**How to complete this task**
Repeat all entries word for word; skip images.

[[ Provided data, beginning ]]

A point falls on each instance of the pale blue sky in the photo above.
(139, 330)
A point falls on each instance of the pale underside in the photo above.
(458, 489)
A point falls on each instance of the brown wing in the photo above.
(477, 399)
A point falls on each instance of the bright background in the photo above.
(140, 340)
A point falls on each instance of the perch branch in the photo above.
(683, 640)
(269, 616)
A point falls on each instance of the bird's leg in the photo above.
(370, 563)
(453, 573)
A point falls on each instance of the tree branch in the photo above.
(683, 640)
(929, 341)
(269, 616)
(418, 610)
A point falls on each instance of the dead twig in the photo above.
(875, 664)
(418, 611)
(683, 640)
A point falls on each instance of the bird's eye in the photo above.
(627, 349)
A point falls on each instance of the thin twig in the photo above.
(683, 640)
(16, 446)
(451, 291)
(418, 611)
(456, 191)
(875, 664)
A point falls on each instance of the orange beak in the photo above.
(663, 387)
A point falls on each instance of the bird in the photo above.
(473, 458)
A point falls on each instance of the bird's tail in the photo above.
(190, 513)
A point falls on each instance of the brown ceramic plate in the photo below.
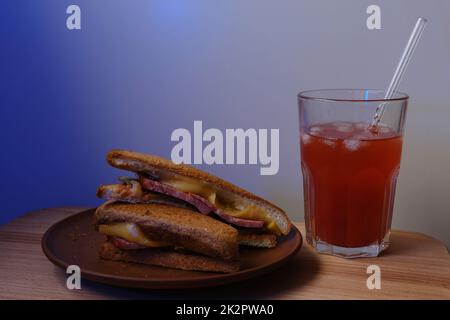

[[ Provided data, end ]]

**Expected output**
A point falls on each instance of the pale blue sky in the photo above.
(139, 330)
A point falls on each instance of the pale underside in the photo above.
(458, 489)
A point falls on each instance of the brown wing in the photo above.
(477, 399)
A point falls on each instance of the bright background in the photo above.
(140, 340)
A point falls on each instance of the perch branch in the photo above.
(683, 640)
(269, 616)
A point falls on each instance of the bird's leg in the photo above.
(370, 563)
(453, 573)
A point falls on each instance of the tree branch in the photo above.
(683, 640)
(929, 341)
(269, 616)
(418, 610)
A point falls on each instance of the dead twig in the photo above.
(875, 664)
(418, 611)
(683, 640)
A point falls on each instance of the bird's eye in the photo above.
(627, 349)
A point falls on each instance of the thin twig in the photo above.
(683, 640)
(16, 446)
(451, 291)
(418, 611)
(456, 191)
(875, 664)
A point falls on each instance of the orange beak in the photo above.
(663, 387)
A point falls on each instance of the bird in the photo above.
(473, 458)
A point falls on each instance of the bird's tail in the photo above.
(190, 513)
A point falls on each instance of the brown ceramic plate in the photo below.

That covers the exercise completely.